MATERIAL PROVIDED:
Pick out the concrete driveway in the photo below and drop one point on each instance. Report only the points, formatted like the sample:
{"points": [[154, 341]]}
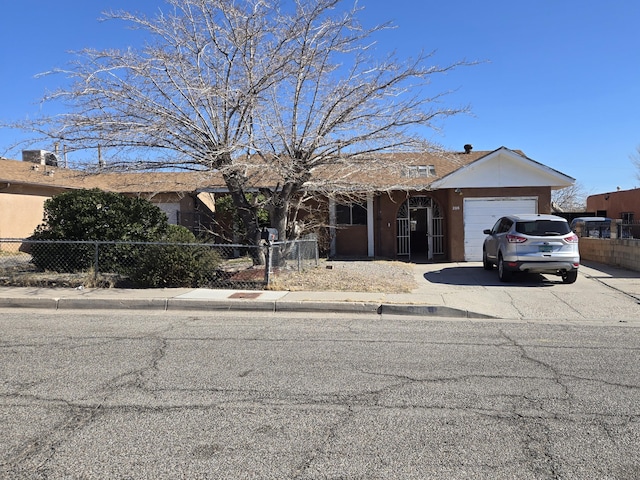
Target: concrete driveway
{"points": [[601, 294]]}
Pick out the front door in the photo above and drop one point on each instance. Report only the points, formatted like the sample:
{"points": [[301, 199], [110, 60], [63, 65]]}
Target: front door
{"points": [[419, 232], [419, 225]]}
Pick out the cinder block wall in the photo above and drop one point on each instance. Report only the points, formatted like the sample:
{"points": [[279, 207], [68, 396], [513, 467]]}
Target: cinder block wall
{"points": [[620, 252]]}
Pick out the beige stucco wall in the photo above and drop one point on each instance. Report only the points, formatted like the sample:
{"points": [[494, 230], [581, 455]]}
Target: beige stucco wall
{"points": [[620, 252], [20, 214]]}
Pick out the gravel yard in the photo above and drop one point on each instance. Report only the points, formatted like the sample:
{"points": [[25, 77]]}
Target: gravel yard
{"points": [[349, 276]]}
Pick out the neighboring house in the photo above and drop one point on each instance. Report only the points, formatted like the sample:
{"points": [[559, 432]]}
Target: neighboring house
{"points": [[621, 204], [418, 206], [26, 185]]}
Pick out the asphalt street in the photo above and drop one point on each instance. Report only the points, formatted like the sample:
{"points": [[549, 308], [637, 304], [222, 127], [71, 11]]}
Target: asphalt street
{"points": [[221, 395]]}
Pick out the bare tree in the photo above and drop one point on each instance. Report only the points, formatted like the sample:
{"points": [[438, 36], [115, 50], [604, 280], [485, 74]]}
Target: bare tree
{"points": [[244, 88]]}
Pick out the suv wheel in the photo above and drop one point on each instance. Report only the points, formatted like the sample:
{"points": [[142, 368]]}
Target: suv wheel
{"points": [[503, 274], [486, 264]]}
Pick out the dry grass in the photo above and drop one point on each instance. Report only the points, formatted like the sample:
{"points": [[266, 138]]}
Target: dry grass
{"points": [[357, 276]]}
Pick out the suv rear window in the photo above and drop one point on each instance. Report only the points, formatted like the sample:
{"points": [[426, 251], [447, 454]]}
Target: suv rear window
{"points": [[543, 228]]}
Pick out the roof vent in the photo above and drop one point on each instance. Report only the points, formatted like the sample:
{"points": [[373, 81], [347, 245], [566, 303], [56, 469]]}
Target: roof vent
{"points": [[41, 157]]}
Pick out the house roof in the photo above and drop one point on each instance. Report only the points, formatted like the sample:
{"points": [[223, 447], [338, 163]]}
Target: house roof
{"points": [[27, 173], [381, 172], [504, 168]]}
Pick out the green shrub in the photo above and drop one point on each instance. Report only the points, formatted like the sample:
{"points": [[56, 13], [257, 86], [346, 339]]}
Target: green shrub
{"points": [[171, 266], [94, 215]]}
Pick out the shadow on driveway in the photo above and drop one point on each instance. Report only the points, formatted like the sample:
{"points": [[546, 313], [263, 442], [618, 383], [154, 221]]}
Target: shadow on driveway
{"points": [[478, 276]]}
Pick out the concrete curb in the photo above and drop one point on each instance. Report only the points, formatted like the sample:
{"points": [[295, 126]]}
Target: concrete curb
{"points": [[204, 305], [429, 310], [341, 307]]}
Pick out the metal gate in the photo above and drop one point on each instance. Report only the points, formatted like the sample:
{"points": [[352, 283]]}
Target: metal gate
{"points": [[435, 231]]}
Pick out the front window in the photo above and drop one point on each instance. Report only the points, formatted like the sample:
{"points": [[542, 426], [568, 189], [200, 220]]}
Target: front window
{"points": [[351, 214]]}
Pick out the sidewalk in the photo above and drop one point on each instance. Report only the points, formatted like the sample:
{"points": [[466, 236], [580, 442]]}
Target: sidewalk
{"points": [[456, 290]]}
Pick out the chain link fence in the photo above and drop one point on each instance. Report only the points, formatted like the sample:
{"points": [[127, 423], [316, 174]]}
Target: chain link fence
{"points": [[95, 264]]}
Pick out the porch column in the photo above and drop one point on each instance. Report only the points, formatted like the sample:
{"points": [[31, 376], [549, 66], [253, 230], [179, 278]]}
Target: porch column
{"points": [[370, 235], [332, 227]]}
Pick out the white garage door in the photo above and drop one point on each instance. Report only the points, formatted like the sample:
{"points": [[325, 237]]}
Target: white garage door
{"points": [[482, 213]]}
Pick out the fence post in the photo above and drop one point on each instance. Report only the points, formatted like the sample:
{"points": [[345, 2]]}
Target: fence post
{"points": [[95, 263], [267, 264]]}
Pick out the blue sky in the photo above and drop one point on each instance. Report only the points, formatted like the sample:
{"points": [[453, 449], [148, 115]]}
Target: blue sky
{"points": [[560, 80]]}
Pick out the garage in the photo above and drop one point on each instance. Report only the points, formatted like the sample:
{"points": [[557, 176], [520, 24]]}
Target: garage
{"points": [[482, 213]]}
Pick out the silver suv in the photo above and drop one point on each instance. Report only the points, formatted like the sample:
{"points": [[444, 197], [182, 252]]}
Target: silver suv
{"points": [[532, 243]]}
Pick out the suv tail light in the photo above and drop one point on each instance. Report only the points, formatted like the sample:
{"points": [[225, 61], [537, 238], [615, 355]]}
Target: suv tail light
{"points": [[571, 239], [516, 239]]}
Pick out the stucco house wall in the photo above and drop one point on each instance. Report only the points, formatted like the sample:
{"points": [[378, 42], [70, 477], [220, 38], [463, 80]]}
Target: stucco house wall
{"points": [[614, 204], [20, 214]]}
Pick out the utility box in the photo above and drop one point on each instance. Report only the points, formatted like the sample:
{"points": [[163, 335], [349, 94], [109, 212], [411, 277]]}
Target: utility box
{"points": [[269, 235]]}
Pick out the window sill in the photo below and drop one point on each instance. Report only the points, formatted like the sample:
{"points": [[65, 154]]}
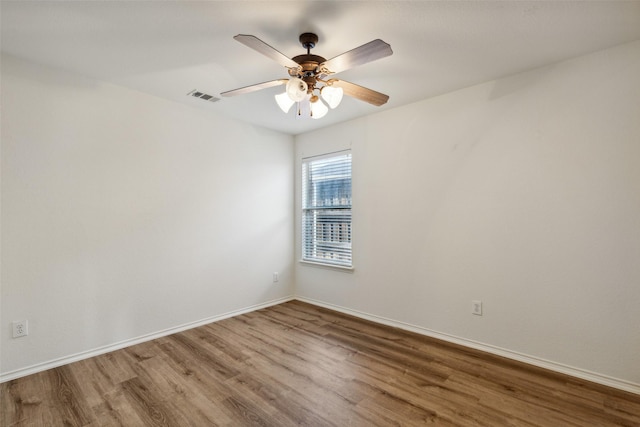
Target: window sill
{"points": [[327, 266]]}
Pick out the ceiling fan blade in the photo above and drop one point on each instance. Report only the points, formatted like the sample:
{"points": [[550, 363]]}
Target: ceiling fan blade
{"points": [[253, 88], [362, 93], [371, 51], [258, 45]]}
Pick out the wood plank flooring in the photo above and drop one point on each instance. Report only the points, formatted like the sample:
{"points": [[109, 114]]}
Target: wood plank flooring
{"points": [[297, 364]]}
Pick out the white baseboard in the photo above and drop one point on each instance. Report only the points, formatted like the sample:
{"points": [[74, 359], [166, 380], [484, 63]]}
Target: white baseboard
{"points": [[8, 376], [531, 360]]}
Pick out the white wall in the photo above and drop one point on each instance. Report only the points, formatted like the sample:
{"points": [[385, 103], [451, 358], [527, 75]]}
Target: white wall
{"points": [[124, 215], [522, 192]]}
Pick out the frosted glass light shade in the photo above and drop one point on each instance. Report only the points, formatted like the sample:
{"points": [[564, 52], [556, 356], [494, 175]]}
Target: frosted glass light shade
{"points": [[318, 109], [284, 101], [296, 89], [332, 95]]}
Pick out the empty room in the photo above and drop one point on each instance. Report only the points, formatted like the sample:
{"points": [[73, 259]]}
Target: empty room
{"points": [[320, 213]]}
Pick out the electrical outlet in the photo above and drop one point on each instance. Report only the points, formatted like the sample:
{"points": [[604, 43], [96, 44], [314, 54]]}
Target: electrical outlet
{"points": [[476, 308], [20, 328]]}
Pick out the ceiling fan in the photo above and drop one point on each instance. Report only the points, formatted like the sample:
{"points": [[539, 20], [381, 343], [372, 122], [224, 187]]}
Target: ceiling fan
{"points": [[311, 76]]}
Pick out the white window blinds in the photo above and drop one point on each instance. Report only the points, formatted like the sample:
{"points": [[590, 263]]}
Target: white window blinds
{"points": [[326, 209]]}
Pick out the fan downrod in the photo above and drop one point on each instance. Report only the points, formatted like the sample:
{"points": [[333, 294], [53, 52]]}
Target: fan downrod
{"points": [[308, 41]]}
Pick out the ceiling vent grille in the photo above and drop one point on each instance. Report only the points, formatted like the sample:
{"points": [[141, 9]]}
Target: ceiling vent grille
{"points": [[204, 96]]}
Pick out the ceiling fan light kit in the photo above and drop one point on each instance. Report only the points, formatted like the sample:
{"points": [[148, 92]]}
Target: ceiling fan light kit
{"points": [[309, 86]]}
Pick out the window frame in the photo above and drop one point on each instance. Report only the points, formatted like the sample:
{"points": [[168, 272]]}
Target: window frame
{"points": [[343, 259]]}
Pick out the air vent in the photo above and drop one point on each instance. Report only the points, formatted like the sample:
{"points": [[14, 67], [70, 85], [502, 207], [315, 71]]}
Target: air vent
{"points": [[204, 96]]}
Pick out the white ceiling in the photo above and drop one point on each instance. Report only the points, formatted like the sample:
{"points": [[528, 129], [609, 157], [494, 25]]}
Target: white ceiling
{"points": [[169, 48]]}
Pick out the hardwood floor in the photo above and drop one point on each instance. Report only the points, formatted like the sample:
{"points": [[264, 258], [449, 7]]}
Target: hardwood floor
{"points": [[297, 364]]}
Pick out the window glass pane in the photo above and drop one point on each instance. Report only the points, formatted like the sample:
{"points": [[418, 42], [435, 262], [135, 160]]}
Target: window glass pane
{"points": [[326, 205]]}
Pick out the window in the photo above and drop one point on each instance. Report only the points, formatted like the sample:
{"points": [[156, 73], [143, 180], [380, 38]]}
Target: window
{"points": [[326, 209]]}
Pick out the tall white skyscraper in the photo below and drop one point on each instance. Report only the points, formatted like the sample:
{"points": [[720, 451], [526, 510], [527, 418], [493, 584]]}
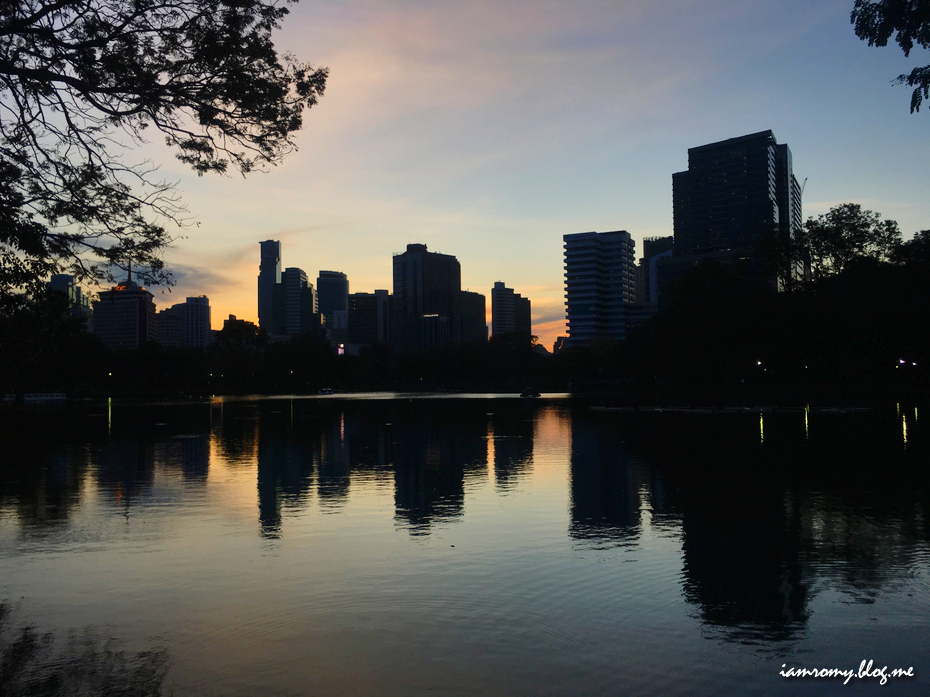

WRITTEN INSTRUCTION:
Copy out every line of the items above that contains the word "door", in the order the lines appear.

WRITTEN ANSWER:
Pick out the front door in the photo above and drop one point on each instance. Report only the points, formatted like the sample:
Target: front door
Pick out the white garage door in the photo above and drop one point on each instance. Report only the points, formatted like the sample:
Target: white garage door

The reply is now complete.